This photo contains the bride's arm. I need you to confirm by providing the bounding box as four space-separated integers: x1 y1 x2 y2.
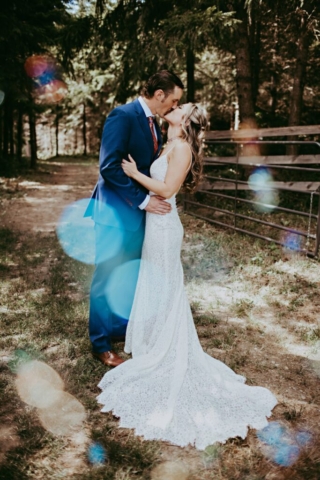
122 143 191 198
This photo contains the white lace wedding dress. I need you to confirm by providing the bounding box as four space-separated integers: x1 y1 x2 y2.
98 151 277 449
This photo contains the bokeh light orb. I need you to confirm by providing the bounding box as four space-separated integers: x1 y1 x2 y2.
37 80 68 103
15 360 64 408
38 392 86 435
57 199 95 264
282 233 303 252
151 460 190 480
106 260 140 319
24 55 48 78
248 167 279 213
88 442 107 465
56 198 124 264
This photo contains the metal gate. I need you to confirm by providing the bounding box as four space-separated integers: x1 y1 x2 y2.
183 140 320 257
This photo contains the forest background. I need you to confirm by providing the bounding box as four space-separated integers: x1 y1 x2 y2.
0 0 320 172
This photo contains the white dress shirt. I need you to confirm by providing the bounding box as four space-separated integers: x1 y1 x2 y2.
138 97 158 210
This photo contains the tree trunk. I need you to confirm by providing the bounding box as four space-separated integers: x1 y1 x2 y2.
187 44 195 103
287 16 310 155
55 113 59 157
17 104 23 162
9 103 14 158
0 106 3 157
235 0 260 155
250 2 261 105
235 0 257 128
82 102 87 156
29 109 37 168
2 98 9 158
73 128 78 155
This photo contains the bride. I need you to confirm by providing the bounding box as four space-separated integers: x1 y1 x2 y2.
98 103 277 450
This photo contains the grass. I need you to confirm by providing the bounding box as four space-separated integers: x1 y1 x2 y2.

--- --- ---

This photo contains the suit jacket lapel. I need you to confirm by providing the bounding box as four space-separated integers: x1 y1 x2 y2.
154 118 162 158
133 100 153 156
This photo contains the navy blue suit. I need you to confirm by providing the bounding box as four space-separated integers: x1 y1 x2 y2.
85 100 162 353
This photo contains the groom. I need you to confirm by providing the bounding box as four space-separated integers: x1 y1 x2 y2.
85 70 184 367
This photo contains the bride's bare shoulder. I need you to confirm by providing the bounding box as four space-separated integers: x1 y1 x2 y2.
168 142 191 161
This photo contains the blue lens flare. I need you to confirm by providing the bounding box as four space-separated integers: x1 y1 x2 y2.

--- --- ---

▸ **TO BE DONE**: Render the lines starting at the one that contains "This photo contains the forest" and ending at the one that contains "This photo contains the grass.", both included, as a JSON list of strings with one string per line and blank lines left out.

▸ **COMPLETED TASK**:
[
  "This photo contains the forest background. I need you to confirm by providing the bounding box as four space-separated integers: x1 y1 x2 y2.",
  "0 0 320 172",
  "This photo contains the white dress shirt. I need you to confirm by providing the bounding box as four space-separated integers: x1 y1 x2 y2.",
  "138 97 158 210",
  "This photo contains the tree trunk. I need you to confirm by providing the bounding box as four space-separated integers: x1 y1 x2 y2.",
  "187 44 195 103",
  "287 16 310 155",
  "55 113 59 157",
  "17 104 23 162",
  "9 103 14 158",
  "0 106 3 157",
  "235 0 260 155",
  "250 2 261 105",
  "235 0 257 128",
  "82 102 87 156",
  "29 109 37 168",
  "2 98 9 158",
  "73 128 78 155",
  "This photo contains the bride. I need you to confirm by providing the bounding box as four space-separated integers: x1 y1 x2 y2.",
  "98 103 277 450",
  "This photo contains the grass. I need you to confirm by providing the bounding box as four space-separated integers: x1 y1 x2 y2."
]